## Material
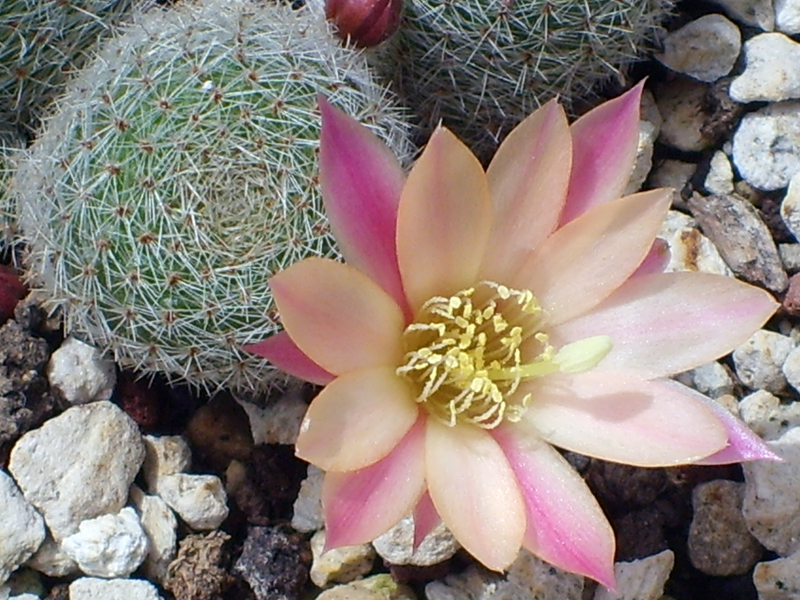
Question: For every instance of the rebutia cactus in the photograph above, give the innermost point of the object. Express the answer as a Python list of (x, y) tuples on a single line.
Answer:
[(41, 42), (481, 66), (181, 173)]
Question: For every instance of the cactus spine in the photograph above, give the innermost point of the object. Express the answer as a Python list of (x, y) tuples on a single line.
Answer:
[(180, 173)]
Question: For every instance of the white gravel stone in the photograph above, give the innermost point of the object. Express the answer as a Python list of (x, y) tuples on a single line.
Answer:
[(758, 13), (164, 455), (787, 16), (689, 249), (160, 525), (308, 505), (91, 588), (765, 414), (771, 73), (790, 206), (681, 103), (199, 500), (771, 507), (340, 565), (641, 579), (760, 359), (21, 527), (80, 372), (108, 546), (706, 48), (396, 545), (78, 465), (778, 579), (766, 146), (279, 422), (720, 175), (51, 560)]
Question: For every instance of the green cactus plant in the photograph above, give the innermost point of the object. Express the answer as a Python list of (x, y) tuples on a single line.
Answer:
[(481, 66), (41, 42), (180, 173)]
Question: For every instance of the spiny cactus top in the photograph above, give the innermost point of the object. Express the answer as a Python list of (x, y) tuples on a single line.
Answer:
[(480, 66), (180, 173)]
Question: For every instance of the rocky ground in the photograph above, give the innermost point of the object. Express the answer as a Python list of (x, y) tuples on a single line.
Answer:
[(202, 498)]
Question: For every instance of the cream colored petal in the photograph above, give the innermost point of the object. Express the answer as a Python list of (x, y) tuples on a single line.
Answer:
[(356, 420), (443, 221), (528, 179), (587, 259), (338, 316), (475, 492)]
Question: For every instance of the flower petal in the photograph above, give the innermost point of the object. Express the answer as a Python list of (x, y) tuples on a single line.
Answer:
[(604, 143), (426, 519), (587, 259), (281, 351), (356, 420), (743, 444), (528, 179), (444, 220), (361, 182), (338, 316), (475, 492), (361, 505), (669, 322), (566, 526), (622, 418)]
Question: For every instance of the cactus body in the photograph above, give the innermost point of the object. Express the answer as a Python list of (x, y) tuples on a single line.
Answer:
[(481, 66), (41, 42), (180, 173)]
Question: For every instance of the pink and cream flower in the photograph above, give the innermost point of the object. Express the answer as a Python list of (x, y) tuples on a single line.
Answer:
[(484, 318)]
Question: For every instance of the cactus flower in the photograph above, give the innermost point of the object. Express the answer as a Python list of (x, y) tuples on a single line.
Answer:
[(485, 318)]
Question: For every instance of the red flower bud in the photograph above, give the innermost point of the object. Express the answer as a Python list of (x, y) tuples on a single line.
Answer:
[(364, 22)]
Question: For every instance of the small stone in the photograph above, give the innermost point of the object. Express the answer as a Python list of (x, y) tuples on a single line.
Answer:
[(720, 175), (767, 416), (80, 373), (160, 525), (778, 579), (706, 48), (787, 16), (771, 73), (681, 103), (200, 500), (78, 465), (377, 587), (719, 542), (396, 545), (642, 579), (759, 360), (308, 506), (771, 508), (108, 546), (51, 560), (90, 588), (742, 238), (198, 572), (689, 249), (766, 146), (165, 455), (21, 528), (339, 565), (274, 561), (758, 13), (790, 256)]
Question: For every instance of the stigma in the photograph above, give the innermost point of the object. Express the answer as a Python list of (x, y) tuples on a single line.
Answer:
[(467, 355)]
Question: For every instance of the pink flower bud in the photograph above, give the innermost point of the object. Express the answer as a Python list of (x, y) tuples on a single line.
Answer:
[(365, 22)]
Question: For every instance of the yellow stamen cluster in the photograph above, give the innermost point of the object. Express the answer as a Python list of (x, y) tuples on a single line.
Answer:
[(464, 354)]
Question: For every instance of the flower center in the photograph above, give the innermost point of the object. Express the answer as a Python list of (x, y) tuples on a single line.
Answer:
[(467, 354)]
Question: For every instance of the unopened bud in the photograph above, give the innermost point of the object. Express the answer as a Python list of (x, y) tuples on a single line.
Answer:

## The task
Copy the records from the start up to and including the line with "175), (51, 560)]", keeping the requests as they are but shifting every coordinate in the answers by -39. Leave the pictures out.

## The completed task
Question: For every instance of the rebutia cactus in the photograph above, give the innermost point of the object. Express the answer as a Python list of (x, y) tuples on a single line.
Answer:
[(2, 3), (442, 27), (142, 134)]
Question: For every instance of the cactus spine in the photograph above, give the innermost point of the object. Express the answer as a Python list of (x, y) tuples on a single line.
Answer:
[(141, 134)]
Question: For every instance of the white gravel stone in the photograph above, give the innermost point of the object. Express the answer as a Python list of (x, y) tuples on a single line.
Answer:
[(719, -26), (125, 416), (748, -23), (650, 210), (121, 486), (269, 466), (52, 549), (726, 375), (732, 34), (751, 167), (642, 64), (160, 461), (732, 468), (301, 526), (602, 540), (721, 320), (-18, 488), (41, 333), (69, 507), (667, 9), (357, 506), (39, 426), (739, 540), (727, 107), (240, 383), (681, 136), (12, 521)]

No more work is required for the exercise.